:: RECORD SET

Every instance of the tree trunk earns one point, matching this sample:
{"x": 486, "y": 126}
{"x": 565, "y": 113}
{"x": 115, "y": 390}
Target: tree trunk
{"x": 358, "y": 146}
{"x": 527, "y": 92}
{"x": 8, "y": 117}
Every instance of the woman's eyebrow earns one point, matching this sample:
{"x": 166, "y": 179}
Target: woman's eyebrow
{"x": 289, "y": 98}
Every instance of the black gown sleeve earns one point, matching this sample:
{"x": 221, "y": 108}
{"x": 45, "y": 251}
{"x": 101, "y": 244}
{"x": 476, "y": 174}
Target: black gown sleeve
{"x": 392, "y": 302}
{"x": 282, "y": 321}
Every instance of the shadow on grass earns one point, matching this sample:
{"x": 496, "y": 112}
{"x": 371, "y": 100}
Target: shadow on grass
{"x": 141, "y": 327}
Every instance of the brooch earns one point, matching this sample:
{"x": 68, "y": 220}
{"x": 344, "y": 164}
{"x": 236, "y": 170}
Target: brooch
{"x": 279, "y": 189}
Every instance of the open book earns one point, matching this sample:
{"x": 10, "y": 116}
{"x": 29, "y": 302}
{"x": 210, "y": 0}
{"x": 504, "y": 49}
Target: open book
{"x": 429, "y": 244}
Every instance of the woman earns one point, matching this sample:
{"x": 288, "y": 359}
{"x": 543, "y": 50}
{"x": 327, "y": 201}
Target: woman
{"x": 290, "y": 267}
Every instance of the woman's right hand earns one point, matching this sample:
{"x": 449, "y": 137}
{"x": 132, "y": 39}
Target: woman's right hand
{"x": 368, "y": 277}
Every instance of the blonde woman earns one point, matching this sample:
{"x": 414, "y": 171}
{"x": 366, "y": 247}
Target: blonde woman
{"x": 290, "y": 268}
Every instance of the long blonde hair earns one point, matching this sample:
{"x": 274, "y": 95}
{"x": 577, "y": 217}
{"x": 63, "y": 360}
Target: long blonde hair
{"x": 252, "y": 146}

::::

WHAT YOU SHOULD DO = Starting at the line that contains "Every instance of the woman's right", repeat each line exactly through the last one in the listing. Include both of those lines and nothing more.

RESPONSE TO THE EXERCISE =
Every instance of the woman's right hand earns one point, matching this sample:
{"x": 449, "y": 137}
{"x": 132, "y": 39}
Target: woman's right hand
{"x": 368, "y": 277}
Every instance of the blonde woman earns one point, matching this sample:
{"x": 414, "y": 171}
{"x": 366, "y": 247}
Target: blonde woman
{"x": 290, "y": 268}
Every instance of the long blonde hair earns one point, matching this sample:
{"x": 274, "y": 95}
{"x": 577, "y": 217}
{"x": 63, "y": 360}
Target: long blonde hair
{"x": 252, "y": 146}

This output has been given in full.